──────── RECORDS FOR THIS EXERCISE ────────
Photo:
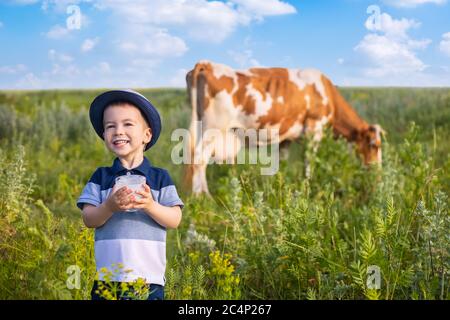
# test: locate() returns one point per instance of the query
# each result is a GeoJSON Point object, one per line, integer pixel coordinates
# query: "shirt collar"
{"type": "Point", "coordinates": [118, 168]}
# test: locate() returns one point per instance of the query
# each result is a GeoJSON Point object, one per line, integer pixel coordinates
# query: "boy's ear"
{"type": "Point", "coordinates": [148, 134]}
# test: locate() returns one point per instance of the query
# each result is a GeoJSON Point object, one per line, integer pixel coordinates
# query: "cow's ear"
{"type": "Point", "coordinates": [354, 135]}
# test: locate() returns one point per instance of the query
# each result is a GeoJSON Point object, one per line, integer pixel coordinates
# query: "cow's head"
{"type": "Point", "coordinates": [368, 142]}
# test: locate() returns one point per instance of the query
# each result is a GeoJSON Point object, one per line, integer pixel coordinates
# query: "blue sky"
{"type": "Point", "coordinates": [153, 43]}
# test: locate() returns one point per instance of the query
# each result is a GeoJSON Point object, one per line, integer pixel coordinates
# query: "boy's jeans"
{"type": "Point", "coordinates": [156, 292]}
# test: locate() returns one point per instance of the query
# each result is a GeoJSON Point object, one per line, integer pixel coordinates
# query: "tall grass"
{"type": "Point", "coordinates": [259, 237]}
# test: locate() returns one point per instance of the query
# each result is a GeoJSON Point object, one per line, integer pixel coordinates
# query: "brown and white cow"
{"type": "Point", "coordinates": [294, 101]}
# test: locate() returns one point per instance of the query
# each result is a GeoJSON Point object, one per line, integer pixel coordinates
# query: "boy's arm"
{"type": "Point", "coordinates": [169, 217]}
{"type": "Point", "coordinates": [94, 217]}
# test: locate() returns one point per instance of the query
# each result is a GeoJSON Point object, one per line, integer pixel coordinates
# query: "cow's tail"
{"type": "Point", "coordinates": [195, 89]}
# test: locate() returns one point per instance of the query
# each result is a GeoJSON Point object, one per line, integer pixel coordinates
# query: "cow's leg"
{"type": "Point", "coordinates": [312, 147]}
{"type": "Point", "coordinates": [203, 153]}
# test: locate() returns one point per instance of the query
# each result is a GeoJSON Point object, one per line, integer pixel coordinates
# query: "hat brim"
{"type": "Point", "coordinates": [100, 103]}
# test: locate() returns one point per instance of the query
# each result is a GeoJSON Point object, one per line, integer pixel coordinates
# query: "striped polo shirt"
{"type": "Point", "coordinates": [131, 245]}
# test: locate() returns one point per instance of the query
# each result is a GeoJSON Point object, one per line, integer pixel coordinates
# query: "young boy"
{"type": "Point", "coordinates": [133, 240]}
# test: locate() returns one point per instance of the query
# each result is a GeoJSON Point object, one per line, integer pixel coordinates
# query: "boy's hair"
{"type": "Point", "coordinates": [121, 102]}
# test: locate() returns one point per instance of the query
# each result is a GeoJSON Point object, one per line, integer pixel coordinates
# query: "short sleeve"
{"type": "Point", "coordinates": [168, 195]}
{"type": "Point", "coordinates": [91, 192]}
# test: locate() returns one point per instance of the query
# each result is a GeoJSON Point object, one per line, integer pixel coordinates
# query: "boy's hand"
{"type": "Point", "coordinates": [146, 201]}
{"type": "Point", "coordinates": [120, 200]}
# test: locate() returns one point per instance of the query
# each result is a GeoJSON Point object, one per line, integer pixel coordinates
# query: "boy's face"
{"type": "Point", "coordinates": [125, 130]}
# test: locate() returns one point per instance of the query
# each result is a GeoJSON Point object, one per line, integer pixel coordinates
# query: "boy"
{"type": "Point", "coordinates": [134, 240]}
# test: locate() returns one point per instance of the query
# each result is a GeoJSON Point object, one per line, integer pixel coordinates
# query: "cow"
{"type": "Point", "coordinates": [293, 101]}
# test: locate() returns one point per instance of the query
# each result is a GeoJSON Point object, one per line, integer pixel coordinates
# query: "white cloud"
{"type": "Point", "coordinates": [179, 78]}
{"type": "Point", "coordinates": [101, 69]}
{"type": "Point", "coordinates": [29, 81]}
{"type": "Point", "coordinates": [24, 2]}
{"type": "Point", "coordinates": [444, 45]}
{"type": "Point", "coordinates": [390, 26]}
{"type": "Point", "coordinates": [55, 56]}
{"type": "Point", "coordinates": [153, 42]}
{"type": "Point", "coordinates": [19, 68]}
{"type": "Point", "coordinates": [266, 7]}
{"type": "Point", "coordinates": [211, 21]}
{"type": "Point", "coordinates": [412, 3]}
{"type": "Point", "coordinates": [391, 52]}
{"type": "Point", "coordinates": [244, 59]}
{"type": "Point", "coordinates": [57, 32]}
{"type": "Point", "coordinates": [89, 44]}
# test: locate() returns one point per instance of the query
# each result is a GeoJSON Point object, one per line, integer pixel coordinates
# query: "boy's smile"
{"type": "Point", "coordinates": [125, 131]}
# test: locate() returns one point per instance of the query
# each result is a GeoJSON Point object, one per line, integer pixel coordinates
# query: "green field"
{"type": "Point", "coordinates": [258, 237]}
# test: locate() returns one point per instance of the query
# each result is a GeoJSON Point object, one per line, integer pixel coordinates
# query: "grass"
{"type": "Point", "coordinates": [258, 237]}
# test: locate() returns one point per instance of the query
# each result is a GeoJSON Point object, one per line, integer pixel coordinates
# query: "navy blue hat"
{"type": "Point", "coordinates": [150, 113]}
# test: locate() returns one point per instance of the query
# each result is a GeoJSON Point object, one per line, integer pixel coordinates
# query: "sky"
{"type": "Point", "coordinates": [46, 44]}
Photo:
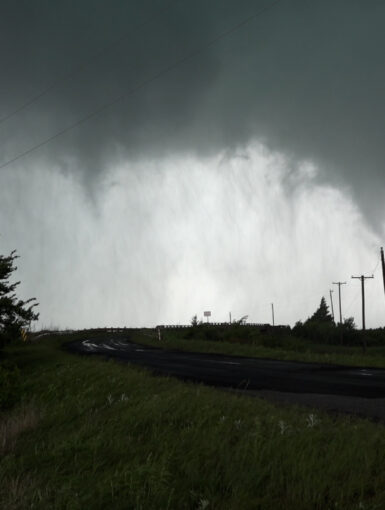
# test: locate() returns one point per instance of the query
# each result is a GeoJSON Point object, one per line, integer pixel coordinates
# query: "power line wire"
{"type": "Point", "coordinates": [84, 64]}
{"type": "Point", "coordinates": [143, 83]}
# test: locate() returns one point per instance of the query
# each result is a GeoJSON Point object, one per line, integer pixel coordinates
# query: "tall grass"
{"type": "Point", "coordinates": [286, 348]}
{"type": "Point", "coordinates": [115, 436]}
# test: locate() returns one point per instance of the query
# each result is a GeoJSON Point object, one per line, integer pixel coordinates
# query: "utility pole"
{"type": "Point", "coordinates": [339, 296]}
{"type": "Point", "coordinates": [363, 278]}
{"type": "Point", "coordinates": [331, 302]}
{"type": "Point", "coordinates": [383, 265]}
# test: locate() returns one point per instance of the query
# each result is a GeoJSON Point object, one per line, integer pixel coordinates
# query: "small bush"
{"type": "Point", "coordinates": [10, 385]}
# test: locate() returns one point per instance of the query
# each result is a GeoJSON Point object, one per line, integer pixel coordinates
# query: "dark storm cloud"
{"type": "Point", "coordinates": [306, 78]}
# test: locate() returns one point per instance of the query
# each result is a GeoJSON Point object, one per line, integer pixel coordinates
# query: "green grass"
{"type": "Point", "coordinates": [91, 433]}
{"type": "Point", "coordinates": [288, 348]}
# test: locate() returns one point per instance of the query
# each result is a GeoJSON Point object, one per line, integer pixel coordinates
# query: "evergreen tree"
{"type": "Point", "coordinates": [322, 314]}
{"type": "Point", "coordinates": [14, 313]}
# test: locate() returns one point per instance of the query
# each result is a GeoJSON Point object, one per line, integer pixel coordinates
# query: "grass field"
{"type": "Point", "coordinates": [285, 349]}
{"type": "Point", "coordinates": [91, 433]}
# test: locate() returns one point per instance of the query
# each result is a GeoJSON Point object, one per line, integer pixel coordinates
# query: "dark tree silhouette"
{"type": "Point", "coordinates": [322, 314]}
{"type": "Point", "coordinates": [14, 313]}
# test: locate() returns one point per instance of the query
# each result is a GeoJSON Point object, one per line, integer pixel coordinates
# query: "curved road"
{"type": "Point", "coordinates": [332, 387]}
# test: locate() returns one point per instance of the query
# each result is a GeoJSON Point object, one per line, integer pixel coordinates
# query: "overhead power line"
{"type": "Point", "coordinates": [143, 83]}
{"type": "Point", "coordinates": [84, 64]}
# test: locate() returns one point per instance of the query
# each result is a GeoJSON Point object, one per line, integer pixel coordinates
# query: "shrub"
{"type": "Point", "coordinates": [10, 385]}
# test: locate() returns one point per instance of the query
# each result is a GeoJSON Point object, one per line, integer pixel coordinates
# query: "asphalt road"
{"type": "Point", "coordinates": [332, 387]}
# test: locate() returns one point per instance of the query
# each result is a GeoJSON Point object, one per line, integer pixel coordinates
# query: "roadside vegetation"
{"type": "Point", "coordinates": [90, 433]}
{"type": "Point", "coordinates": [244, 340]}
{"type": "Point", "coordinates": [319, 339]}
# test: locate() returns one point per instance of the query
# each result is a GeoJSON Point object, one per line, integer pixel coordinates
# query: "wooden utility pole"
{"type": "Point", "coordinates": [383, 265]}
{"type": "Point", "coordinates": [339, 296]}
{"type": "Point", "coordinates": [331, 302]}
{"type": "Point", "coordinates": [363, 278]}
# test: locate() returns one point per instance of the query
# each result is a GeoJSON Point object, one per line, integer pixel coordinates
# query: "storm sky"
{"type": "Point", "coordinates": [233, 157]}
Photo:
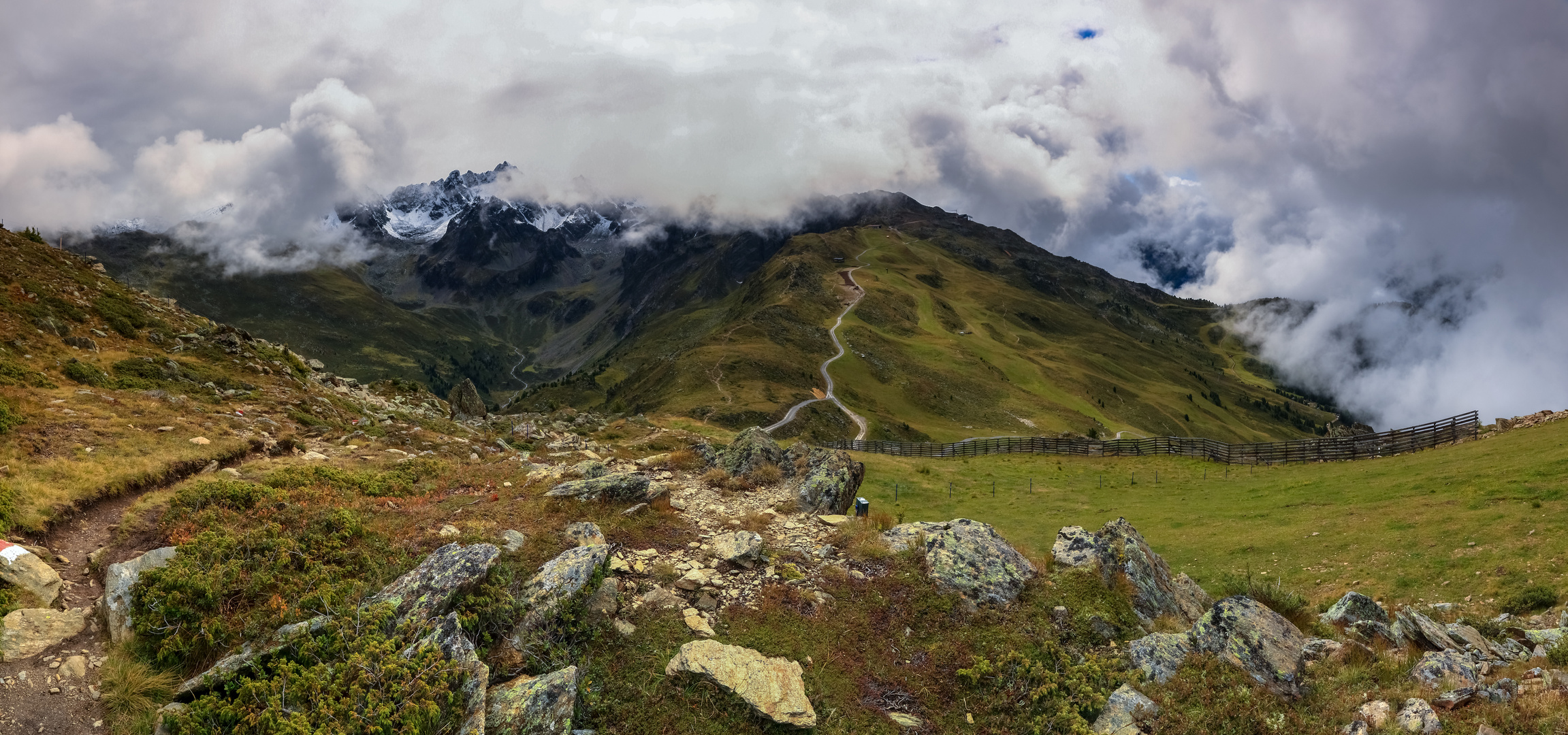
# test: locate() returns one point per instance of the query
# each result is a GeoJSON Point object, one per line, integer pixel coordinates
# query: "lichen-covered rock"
────────
◆ AIM OF THE TASK ◆
Identify every line in the records that contains the word "shirt", and copy each of those lines. Case counts.

◆ RESULT FOR THIS EXERCISE ◆
# query: "shirt collar"
# query: "striped polo shirt"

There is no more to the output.